Exercise instructions: Starting at the line containing "Objective — a point for each instance of the inflatable" and continuing through the final row below, recast those rows as a numbered list with blank lines left out.

Data rows:
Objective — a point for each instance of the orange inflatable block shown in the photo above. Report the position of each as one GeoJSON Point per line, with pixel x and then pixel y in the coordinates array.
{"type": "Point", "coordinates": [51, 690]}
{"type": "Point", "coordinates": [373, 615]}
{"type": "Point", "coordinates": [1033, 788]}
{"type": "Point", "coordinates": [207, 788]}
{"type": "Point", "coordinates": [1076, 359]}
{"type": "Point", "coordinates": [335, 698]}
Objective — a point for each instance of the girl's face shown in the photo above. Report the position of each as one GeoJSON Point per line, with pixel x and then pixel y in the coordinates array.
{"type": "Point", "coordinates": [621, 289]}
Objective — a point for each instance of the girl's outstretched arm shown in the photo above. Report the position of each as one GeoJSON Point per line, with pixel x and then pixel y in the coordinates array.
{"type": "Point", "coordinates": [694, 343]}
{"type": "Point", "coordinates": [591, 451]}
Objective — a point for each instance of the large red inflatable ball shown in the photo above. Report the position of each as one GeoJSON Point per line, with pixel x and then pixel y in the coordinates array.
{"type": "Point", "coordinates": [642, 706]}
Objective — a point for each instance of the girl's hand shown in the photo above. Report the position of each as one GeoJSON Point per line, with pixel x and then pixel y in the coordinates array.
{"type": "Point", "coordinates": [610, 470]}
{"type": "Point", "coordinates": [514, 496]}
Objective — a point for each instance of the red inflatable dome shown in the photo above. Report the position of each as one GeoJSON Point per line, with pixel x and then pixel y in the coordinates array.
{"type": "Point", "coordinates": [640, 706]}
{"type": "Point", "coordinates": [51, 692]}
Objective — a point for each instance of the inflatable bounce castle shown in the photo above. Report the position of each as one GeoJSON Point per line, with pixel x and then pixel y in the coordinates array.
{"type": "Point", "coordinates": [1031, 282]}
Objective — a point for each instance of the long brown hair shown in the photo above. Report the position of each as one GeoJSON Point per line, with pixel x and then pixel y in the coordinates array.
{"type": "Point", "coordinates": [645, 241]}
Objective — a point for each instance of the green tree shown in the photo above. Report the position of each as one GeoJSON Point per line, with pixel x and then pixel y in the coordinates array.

Correct output:
1. Objective — a point for each instance of the inflatable bounce castle shown in the photo above. Report the position of each as one GeoJSON Point per line, with pixel x and then pixel y in the coordinates array.
2. {"type": "Point", "coordinates": [1031, 282]}
3. Objective — a point for each instance of the long brown hair shown in the photo above. Report the position of each as one GeoJSON Point per line, with pixel x and then pixel y in the coordinates array.
4. {"type": "Point", "coordinates": [645, 241]}
5. Objective — a point for each instance of the green tree shown in the photo above. Report the position of each as one GeoJSON Point per line, with pixel x and then pixel y in the coordinates array.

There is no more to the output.